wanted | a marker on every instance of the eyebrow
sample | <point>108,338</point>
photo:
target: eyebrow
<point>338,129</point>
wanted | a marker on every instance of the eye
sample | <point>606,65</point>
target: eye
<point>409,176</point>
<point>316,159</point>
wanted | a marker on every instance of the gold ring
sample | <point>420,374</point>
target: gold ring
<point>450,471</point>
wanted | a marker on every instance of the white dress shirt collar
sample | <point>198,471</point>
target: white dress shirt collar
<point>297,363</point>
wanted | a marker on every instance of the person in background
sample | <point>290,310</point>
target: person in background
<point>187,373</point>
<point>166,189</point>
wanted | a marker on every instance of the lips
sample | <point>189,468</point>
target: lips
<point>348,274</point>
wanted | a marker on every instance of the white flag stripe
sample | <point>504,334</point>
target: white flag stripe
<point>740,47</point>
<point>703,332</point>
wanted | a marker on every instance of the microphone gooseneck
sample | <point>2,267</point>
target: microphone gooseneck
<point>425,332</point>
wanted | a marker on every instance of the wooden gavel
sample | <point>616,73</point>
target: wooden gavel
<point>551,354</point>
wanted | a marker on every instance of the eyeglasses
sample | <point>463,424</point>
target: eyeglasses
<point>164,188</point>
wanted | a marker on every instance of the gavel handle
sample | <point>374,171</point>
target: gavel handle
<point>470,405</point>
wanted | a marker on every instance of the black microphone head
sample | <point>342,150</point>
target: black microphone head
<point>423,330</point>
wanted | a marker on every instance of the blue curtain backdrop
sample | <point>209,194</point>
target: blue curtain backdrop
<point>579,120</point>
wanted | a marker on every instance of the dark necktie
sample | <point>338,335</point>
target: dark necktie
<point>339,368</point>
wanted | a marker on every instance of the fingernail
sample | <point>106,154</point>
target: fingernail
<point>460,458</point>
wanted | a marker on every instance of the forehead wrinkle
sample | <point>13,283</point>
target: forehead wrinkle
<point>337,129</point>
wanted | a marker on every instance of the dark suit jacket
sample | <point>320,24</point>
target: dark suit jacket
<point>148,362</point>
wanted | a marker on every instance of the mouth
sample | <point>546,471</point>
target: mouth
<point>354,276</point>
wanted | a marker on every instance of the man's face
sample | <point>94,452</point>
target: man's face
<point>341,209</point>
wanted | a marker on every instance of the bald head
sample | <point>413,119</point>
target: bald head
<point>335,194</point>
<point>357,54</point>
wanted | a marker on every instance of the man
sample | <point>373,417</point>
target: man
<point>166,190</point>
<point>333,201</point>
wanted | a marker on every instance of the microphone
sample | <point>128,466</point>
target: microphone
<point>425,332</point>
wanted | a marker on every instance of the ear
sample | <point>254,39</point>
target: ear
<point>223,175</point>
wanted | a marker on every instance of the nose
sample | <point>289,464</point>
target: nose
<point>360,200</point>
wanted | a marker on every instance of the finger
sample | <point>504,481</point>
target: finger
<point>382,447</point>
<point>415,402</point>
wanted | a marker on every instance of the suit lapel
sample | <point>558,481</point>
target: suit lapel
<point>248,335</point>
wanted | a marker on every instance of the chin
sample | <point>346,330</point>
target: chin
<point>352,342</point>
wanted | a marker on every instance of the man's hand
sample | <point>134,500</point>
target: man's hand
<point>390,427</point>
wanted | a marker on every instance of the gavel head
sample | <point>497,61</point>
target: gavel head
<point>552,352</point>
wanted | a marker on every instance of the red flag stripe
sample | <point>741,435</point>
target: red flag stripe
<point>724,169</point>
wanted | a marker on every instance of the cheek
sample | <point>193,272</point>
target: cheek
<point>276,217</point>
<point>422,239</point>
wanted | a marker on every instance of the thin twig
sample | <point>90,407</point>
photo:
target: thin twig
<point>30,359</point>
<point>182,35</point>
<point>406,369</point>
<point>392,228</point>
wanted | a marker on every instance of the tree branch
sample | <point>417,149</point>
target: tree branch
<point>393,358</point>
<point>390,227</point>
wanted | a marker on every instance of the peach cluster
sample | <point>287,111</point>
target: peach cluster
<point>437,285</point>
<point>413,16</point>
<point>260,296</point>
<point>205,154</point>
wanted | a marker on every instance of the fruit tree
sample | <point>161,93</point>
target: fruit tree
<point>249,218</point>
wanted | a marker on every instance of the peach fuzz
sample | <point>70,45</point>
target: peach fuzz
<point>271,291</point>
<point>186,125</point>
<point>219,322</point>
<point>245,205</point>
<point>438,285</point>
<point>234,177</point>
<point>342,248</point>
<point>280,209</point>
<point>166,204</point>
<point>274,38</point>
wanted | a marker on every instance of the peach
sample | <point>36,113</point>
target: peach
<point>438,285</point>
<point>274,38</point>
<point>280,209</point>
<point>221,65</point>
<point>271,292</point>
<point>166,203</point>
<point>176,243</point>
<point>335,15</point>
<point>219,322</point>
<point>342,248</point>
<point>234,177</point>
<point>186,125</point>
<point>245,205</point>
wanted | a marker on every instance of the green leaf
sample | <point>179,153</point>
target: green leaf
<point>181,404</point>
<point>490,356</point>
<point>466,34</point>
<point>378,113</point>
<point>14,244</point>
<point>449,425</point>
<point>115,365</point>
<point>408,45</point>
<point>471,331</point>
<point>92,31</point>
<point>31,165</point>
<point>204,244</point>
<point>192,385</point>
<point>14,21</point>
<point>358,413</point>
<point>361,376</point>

• • • •

Short exercise: Can you turn the listing above into a JSON list of strings, one string per line, leaving out any blank lines?

Task result:
[
  "wanted | a marker on every instance of the eyebrow",
  "sample | <point>108,338</point>",
  "photo:",
  "target: eyebrow",
  "<point>338,129</point>",
  "wanted | a marker on every instance of the eye",
  "sample | <point>606,65</point>",
  "target: eye",
  "<point>409,176</point>",
  "<point>316,159</point>",
  "wanted | a marker on every instance of the gold ring",
  "sample | <point>420,374</point>",
  "target: gold ring",
  "<point>450,471</point>",
  "wanted | a marker on every instance of the white dress shirt collar",
  "sample | <point>198,471</point>",
  "target: white dress shirt collar",
  "<point>297,363</point>",
  "wanted | a marker on every instance of the person in background",
  "sample | <point>290,310</point>",
  "target: person in background",
  "<point>187,373</point>",
  "<point>166,189</point>",
  "wanted | a marker on every instance of the lips",
  "sample | <point>189,468</point>",
  "target: lips",
  "<point>348,274</point>",
  "wanted | a marker on every instance of the white flag stripe",
  "sample | <point>504,334</point>",
  "target: white flag stripe",
  "<point>740,47</point>",
  "<point>703,332</point>",
  "wanted | a marker on every instance of the microphone gooseneck",
  "sample | <point>2,267</point>",
  "target: microphone gooseneck",
  "<point>425,332</point>",
  "wanted | a marker on every instance of the wooden gavel",
  "sample | <point>616,73</point>",
  "target: wooden gavel",
  "<point>551,354</point>",
  "wanted | a marker on every instance of the eyeglasses",
  "sample | <point>463,424</point>",
  "target: eyeglasses",
  "<point>164,188</point>",
  "wanted | a marker on every instance of the gavel handle",
  "sample | <point>374,171</point>",
  "target: gavel handle",
  "<point>470,405</point>",
  "wanted | a marker on every instance of the black microphone head",
  "sample | <point>342,150</point>",
  "target: black microphone head",
  "<point>423,330</point>",
  "wanted | a marker on every instance of the blue curtain backdrop",
  "sample | <point>209,194</point>",
  "target: blue curtain backdrop",
  "<point>579,120</point>",
  "wanted | a marker on every instance of the dark necktie",
  "sample | <point>338,335</point>",
  "target: dark necktie",
  "<point>339,368</point>",
  "wanted | a marker on every instance of the fingernail",
  "sample | <point>106,154</point>",
  "target: fingernail",
  "<point>460,458</point>",
  "wanted | a marker on every instance of the forehead wrinkle",
  "sample | <point>13,283</point>",
  "target: forehead wrinkle",
  "<point>337,129</point>",
  "wanted | a marker on every instance of the dark suit jacket",
  "sample | <point>320,24</point>",
  "target: dark suit jacket",
  "<point>148,362</point>",
  "wanted | a marker on every instance of the mouth",
  "sample | <point>546,471</point>",
  "target: mouth",
  "<point>354,276</point>",
  "wanted | a marker on every instance of the man's face",
  "sample | <point>94,452</point>",
  "target: man's face",
  "<point>341,209</point>",
  "wanted | a marker on every instance of the bald head",
  "sample | <point>413,119</point>",
  "target: bald head",
  "<point>335,194</point>",
  "<point>357,54</point>",
  "wanted | a marker on every instance of the man",
  "sample | <point>373,417</point>",
  "target: man",
  "<point>166,190</point>",
  "<point>333,201</point>",
  "wanted | a marker on every instance of the microphone",
  "sample | <point>128,466</point>",
  "target: microphone",
  "<point>425,332</point>",
  "wanted | a marker on every instance of the ear",
  "sample | <point>254,39</point>",
  "target: ear",
  "<point>223,175</point>",
  "wanted | a marker on every instance of the nose",
  "sample | <point>289,464</point>",
  "target: nose",
  "<point>360,200</point>",
  "wanted | a marker on every instance of the finger",
  "sample | <point>504,481</point>",
  "target: finger",
  "<point>382,447</point>",
  "<point>415,402</point>",
  "wanted | a marker on every instance of the suit lapel",
  "sample | <point>558,481</point>",
  "target: suit lapel",
  "<point>248,335</point>",
  "wanted | a marker on every instance of the chin",
  "sample | <point>346,330</point>",
  "target: chin",
  "<point>352,342</point>",
  "wanted | a marker on every instance of the man's hand",
  "sample | <point>134,500</point>",
  "target: man's hand",
  "<point>390,427</point>",
  "wanted | a marker on every instance of the gavel head",
  "sample | <point>497,61</point>",
  "target: gavel head",
  "<point>552,352</point>",
  "wanted | a marker on every instance of the red flag stripe",
  "sample | <point>741,435</point>",
  "target: red flag stripe",
  "<point>724,169</point>",
  "wanted | a marker on every instance of the cheek",
  "sample | <point>193,272</point>",
  "target: cheek",
  "<point>276,217</point>",
  "<point>422,239</point>",
  "wanted | a marker on every instance of the thin twig",
  "sample | <point>90,407</point>",
  "photo:",
  "target: thin twig",
  "<point>30,359</point>",
  "<point>182,35</point>",
  "<point>406,369</point>",
  "<point>392,228</point>",
  "wanted | a marker on every instance of the tree branch",
  "sample | <point>417,149</point>",
  "target: tree branch",
  "<point>393,358</point>",
  "<point>390,227</point>",
  "wanted | a marker on every instance of the peach cluster",
  "sample | <point>287,111</point>",
  "target: peach cluster",
  "<point>437,285</point>",
  "<point>413,16</point>",
  "<point>260,296</point>",
  "<point>205,154</point>",
  "wanted | a marker on every instance of the fruit tree",
  "sample | <point>161,93</point>",
  "target: fruit tree",
  "<point>249,218</point>",
  "wanted | a marker on every instance of the peach fuzz",
  "sample | <point>70,45</point>",
  "target: peach fuzz",
  "<point>271,291</point>",
  "<point>186,125</point>",
  "<point>219,322</point>",
  "<point>245,205</point>",
  "<point>438,285</point>",
  "<point>234,177</point>",
  "<point>342,248</point>",
  "<point>280,209</point>",
  "<point>166,204</point>",
  "<point>274,38</point>",
  "wanted | a marker on every instance of the peach",
  "sample | <point>36,113</point>",
  "target: peach",
  "<point>438,285</point>",
  "<point>274,38</point>",
  "<point>280,209</point>",
  "<point>221,65</point>",
  "<point>271,292</point>",
  "<point>166,203</point>",
  "<point>176,243</point>",
  "<point>335,15</point>",
  "<point>219,322</point>",
  "<point>342,248</point>",
  "<point>234,177</point>",
  "<point>186,125</point>",
  "<point>245,205</point>",
  "wanted | a marker on every instance of the green leaf",
  "sample | <point>179,153</point>",
  "target: green leaf",
  "<point>181,404</point>",
  "<point>490,356</point>",
  "<point>466,34</point>",
  "<point>378,113</point>",
  "<point>14,244</point>",
  "<point>449,425</point>",
  "<point>115,365</point>",
  "<point>408,45</point>",
  "<point>471,331</point>",
  "<point>92,31</point>",
  "<point>31,165</point>",
  "<point>204,244</point>",
  "<point>192,385</point>",
  "<point>14,21</point>",
  "<point>358,413</point>",
  "<point>361,376</point>"
]